* Passage given
= = = =

I want to pause here to reflect on the nature of all these works: yes, they were all aimed at erotic arousal, but reading them now they seem very quaint, funny, even boring. But to get a sense of the nature of ‘erotic literature’ you have to take the context of the times in which they were written into account – because without it, we lose the sense of the wealth of what they are. The Decameron was written in Italy during an outbreak of the Bubonic Plague with its sense of impending doom and the Christian view that the Plague was a consequence of sin. The Heptameron’s context is intense religious and dynastic power struggles in France and Spain. The libertine texts appear during the Restoration – in the wake of incredible slaughter after the long power struggle over the British throne. Similarly, with de Sade’s works, they appear as the French Monarchy is crumbling and the Revolution looms on the horizon.


Victorian erotic literature evolves in the context of four massive upheavals: the dramatic shift from an agrarian to an industrial economy, the scientific method taking hold and being applied to every form of natural phenomenon and clashing fantastically with long-held religious beliefs, the migration of large segments of the population from the country to the cities and the expansion of the British Empire.


I want you to consider the content of these works in conjunction with the times in which they are being written, because without doing this, we tend to lose perspective on what the author was doing – what they were writing against, what social norms they were challenging.


Flash forward to the 20th Century, and we have D.H, Lawrence – deeply influenced by Freud and the English Class system. Radclyffe Hall writes The Well of Loneliness which, although not explicit, confronts the reading public with the realities of suffering in a society where same-sex love is stigmatized and criminalised. Bataille’s work is produced as Fascism is about to eclipse Europe. Women writers like Nin and Duras are writing in the shadow of the first wave of feminism and in a world still wholly steeped in sexist misogyny and hypocrisy over what is sexually permissible for a woman to do, to say, to write. Miller and Nabokov are breaking open the rigid roles of men in society and revealing the underbelly.


This isn’t by any means even a pathetic intro to the history of erotic literature, but I wanted to go through it a little to underscore that erotic literature has always been socio-political critique. It has always used the premise of the singular erotic human being’s struggle, eroticism as a kind of body-bound truth point in contrast to or in concert with the culture and society of the time. In a way, it has always been escapist writing – but it is important to ask yourself what a contemporary reader was escaping from. The hand you push into your pants or under your skirt is stained with the everyday world you live in. The semiotics of eroticism are always, always curved by the gravity well of prevailing ideologies. Erotic literature has always acknowledged this.

= = = =

* Goal of the exercise
Copy everything in the passage on erotic literature from "Flash forward to" down to "revealing the underbelly.", substituting "wake" for "shadow". The listing is separate material with no connection to the passage on erotic literature.

* Information shown
= = = =

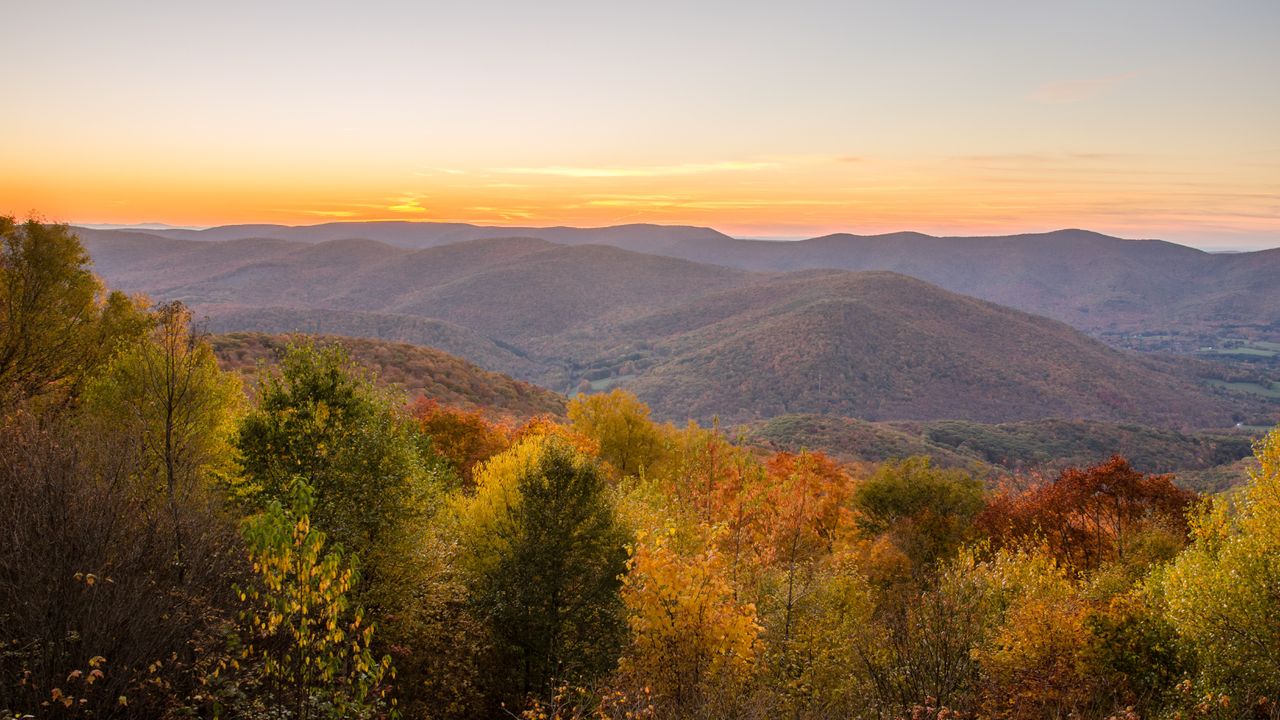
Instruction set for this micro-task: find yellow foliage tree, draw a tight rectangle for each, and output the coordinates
[621,525,762,712]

= = = =

* Task answer
Flash forward to the 20th Century, and we have D.H, Lawrence – deeply influenced by Freud and the English Class system. Radclyffe Hall writes The Well of Loneliness which, although not explicit, confronts the reading public with the realities of suffering in a society where same-sex love is stigmatized and criminalised. Bataille’s work is produced as Fascism is about to eclipse Europe. Women writers like Nin and Duras are writing in the wake of the first wave of feminism and in a world still wholly steeped in sexist misogyny and hypocrisy over what is sexually permissible for a woman to do, to say, to write. Miller and Nabokov are breaking open the rigid roles of men in society and revealing the underbelly.